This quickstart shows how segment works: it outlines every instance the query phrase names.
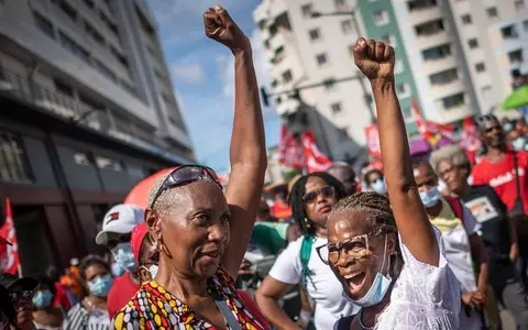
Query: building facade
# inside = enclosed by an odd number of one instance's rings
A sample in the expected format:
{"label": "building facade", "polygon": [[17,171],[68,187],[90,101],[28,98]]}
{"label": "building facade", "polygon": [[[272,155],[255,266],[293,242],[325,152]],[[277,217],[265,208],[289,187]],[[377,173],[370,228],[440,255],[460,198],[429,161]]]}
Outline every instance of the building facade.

Exercise
Switch every "instance" in the lines above to "object" and reproduce them otherwise unchanged. Omit the pictures.

Answer to this exercise
This quickstart shows how segment works: it outlines every object the query phrase names.
Query: building facade
# inside = enclosed by an odd number of one object's rings
A sample in the expected format:
{"label": "building facade", "polygon": [[17,171],[68,187],[90,101],[28,98]]}
{"label": "building facade", "polygon": [[[272,155],[255,266],[293,242],[325,152]],[[277,217],[265,208],[289,187]],[[377,173],[370,228],[440,255],[460,198],[429,161]]]}
Outline every object of the building facade.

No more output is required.